***** Provided data *****
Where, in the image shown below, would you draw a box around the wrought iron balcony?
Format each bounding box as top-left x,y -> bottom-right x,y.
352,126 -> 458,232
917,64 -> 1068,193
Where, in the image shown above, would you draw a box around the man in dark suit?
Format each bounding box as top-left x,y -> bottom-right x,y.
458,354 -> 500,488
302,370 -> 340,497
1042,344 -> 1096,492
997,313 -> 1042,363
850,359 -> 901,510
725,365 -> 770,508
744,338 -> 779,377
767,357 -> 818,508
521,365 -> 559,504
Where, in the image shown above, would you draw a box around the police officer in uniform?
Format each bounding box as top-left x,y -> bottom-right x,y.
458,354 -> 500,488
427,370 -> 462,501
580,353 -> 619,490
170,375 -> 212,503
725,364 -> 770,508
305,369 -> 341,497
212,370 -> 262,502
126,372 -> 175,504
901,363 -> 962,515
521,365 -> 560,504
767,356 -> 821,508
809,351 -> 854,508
*****
Your goal:
Reproduce every one of the stored data entry lines above verbatim.

Result for this task:
Where, in the image shown below, would you draw a box around the wrought iron balcony?
Format each bounding box as top-left x,y -> bottom-right x,y.
352,126 -> 458,232
917,64 -> 1068,193
Where, in the image shown above, would you draw a box around the man in dark suit?
Format each bounding box as top-left x,y -> bottom-right x,y.
458,354 -> 500,488
302,370 -> 340,497
1042,344 -> 1096,492
997,313 -> 1042,363
850,359 -> 901,510
725,365 -> 770,508
744,338 -> 779,377
767,357 -> 818,508
521,365 -> 559,504
Where, in the image shown above, would you draw a box around the police officer in uniform?
Format each bounding box as top-left x,y -> bottom-right x,y.
458,354 -> 500,488
427,370 -> 462,501
580,353 -> 619,490
170,375 -> 212,503
725,364 -> 770,508
305,369 -> 341,497
212,370 -> 262,502
126,372 -> 175,504
901,363 -> 962,515
521,365 -> 560,504
767,356 -> 821,508
809,351 -> 854,508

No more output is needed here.